* [EXTRACTED TEXT]
__________
Fiona: Did you learn anything from writing your book and what was it?

With five books under my belt, I have learned a great deal. Grammar is number one. My aunt, a retired English teacher, edited my first book. The greatest lessons that I learned from my first book are: don’t write like you speak; don’t assume that your reader knows what you’re talking about, show them; don’t take for granted that your reader remembers what you described three chapters ago – remind them.

Fiona: If any of your books was made into a film who would you like to play the lead

Heavens no; however, I do want to appear as one of the non-frequent characters, for example, Madame Fulce of Into the Wilderness.

Fiona: Do you have any advice for other writers?

No matter how bad you think it may be, finish it. Everyone has a story or more to tell. There are so many lessons to be learned from that first book; and, though it may not be the one that propels you, it’s your first baby.

Fiona: Do you have anything specific that you want to say to your readers?

I love you! Thank you putting your time in my hands. There is nothing more rewarding than knowing that someone, somewhere has immersed their heart and soul into a world that I created.

Fiona: What book are you reading now?

Believe it or not, I am a very slow reader. I touch type at over 100wpm, which has earned me the nickname, “Chipper” – like a chipmunk tapping away at the acorn; but I read much slower than I can write (aging eyes don’t help much.)

Currently, I am inching my way through Alas, Babylon by Pat Frank. Originally published in 1959, this gem tells the story of “The day after the bomb dropped.”

Fiona: Do you remember the first book you read?

Huckleberry Finn

Fiona: What makes you laugh/cry?

Short, snarky, dry humor (Monty Python) and sarcasm always prove a genuine gut-tickle; death, loss and onions are guaranteed to make me cry.

Fiona: Is there one person pass or present you would meet and why?

Oprah Winfrey – not in an official capacity; but, for a cup of coffee. An amazing woman, Oprah captured my heart at an early age. Her journey through a gauntlet of racism and female discrimination has always inspired me to believe that we can accomplish anything our hearts desire.

Fiona: What do you want written on your head stone and why ?

Well, no headstone, but I would like my urn to read, “Wrote my way out of hell and am now urning a new life!”
__________
Dataset entries:
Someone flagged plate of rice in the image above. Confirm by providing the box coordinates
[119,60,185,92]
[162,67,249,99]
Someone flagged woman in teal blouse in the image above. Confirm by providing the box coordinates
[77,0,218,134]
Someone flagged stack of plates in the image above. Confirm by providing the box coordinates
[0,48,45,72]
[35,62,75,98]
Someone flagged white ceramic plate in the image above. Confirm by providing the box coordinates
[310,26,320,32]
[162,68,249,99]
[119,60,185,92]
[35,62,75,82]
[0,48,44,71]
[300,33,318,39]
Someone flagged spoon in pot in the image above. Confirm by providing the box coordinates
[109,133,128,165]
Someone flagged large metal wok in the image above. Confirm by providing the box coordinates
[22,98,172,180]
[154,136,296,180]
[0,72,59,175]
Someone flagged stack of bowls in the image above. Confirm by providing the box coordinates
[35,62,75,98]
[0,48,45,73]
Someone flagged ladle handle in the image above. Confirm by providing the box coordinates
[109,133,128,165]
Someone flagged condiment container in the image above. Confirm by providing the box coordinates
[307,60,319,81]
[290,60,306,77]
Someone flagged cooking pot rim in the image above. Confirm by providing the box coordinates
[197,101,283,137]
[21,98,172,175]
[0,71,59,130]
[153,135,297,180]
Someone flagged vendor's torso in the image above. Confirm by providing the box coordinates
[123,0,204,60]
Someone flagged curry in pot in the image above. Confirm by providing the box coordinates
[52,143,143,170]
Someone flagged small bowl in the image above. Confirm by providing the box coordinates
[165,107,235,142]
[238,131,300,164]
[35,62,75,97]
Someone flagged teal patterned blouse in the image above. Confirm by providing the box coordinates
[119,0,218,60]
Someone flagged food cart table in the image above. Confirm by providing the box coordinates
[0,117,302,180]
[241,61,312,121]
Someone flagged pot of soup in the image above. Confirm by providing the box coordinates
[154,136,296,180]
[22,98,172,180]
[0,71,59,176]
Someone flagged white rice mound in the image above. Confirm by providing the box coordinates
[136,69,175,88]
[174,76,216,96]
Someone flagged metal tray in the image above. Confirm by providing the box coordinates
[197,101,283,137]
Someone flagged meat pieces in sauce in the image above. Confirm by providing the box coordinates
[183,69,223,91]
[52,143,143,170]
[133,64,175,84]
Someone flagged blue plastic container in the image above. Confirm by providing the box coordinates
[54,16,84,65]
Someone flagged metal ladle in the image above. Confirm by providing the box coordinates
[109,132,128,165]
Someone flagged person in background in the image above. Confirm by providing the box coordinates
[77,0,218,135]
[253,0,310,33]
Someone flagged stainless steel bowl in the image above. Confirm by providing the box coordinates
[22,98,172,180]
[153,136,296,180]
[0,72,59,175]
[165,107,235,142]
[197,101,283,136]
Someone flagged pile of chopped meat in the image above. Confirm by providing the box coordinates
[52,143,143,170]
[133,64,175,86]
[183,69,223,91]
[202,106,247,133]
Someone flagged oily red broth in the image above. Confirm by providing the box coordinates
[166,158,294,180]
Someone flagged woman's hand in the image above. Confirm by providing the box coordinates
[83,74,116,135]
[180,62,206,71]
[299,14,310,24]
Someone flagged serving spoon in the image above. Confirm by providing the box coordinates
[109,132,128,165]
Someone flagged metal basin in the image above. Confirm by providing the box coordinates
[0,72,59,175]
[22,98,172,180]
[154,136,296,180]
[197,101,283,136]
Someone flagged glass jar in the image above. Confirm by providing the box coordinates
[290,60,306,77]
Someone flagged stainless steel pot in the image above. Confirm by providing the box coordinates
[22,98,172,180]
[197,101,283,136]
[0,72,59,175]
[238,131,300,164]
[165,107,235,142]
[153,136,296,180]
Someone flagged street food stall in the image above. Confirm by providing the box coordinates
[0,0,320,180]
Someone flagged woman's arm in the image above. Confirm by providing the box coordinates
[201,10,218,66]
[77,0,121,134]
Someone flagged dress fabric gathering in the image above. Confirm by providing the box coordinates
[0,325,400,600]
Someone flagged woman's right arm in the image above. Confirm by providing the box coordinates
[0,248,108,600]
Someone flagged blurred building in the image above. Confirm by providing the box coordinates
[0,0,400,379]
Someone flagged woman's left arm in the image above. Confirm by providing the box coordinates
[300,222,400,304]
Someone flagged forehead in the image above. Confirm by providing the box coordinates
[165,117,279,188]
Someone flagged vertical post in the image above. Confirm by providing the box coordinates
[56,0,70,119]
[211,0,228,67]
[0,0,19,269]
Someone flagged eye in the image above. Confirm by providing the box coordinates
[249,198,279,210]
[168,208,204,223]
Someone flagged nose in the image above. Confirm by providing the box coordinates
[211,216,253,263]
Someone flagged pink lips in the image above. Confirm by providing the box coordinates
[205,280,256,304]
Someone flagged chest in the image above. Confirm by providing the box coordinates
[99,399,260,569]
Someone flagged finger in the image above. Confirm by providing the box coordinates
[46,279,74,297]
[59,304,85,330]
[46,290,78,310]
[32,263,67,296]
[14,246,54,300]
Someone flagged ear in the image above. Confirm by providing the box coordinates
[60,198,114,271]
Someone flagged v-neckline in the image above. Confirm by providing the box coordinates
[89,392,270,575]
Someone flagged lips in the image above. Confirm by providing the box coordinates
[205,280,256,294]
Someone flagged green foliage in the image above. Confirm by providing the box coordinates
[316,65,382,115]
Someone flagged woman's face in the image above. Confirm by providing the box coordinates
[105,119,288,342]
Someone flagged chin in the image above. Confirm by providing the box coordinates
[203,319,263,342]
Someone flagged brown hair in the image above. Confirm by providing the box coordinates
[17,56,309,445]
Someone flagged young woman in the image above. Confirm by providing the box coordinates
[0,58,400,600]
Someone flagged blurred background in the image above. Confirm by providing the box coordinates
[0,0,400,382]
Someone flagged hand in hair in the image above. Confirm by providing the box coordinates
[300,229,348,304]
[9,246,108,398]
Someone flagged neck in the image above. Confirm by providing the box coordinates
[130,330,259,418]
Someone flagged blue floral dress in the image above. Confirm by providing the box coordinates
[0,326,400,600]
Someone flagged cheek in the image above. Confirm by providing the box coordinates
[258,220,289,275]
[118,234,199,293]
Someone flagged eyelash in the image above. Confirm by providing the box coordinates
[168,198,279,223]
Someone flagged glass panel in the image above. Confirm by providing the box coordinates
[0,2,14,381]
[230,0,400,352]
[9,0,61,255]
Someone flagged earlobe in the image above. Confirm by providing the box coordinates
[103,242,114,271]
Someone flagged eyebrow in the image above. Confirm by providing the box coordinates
__________
* [WORK INSTRUCTIONS]
1) Answer these questions using the author interview:
(a) Who edited the author's first book?
(b) What nickname has the author's typing speed earned?
(c) Which book is the author currently reading?
2) From the author interview, copy the part that opens with the words containing "Fiona: What makes" and closes with "our hearts desire.".
The rows were drawn from a separate source.

* [ANSWERS TO THIS EXERCISE]
1)
(a) The author's aunt, a retired English teacher.
(b) "Chipper."
(c) Alas, Babylon by Pat Frank.

2)
Fiona: What makes you laugh/cry?

Short, snarky, dry humor (Monty Python) and sarcasm always prove a genuine gut-tickle; death, loss and onions are guaranteed to make me cry.

Fiona: Is there one person pass or present you would meet and why?

Oprah Winfrey – not in an official capacity; but, for a cup of coffee. An amazing woman, Oprah captured my heart at an early age. Her journey through a gauntlet of racism and female discrimination has always inspired me to believe that we can accomplish anything our hearts desire.